Labeled box records
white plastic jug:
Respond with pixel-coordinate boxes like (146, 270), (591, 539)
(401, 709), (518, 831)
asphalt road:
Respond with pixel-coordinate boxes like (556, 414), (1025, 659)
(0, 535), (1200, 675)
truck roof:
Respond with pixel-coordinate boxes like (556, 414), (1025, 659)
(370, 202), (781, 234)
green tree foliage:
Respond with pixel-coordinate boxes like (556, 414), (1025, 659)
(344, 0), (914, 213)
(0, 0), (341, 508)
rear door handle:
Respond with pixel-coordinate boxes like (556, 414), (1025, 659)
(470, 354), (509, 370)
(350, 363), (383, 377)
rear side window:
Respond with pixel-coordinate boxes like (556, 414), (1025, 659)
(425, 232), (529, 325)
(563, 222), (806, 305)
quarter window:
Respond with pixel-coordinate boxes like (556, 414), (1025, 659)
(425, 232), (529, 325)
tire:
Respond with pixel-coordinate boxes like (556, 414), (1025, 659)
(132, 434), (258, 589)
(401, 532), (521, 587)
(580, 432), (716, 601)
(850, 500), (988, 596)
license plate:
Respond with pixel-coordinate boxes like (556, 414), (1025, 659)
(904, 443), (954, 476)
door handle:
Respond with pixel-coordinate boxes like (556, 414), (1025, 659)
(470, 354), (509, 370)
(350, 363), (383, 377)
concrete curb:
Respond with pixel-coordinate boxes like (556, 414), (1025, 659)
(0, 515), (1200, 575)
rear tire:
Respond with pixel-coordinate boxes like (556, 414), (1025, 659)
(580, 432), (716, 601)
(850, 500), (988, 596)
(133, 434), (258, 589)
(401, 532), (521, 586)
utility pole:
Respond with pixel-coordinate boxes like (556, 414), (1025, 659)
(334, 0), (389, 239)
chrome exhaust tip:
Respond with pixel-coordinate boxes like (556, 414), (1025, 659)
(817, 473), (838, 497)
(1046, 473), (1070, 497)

* **YOUR GOAL**
State how many lines of the data contain the string "rear", treating the match as case-sensitive. Reply with the number only.

* **TASK RESULT**
3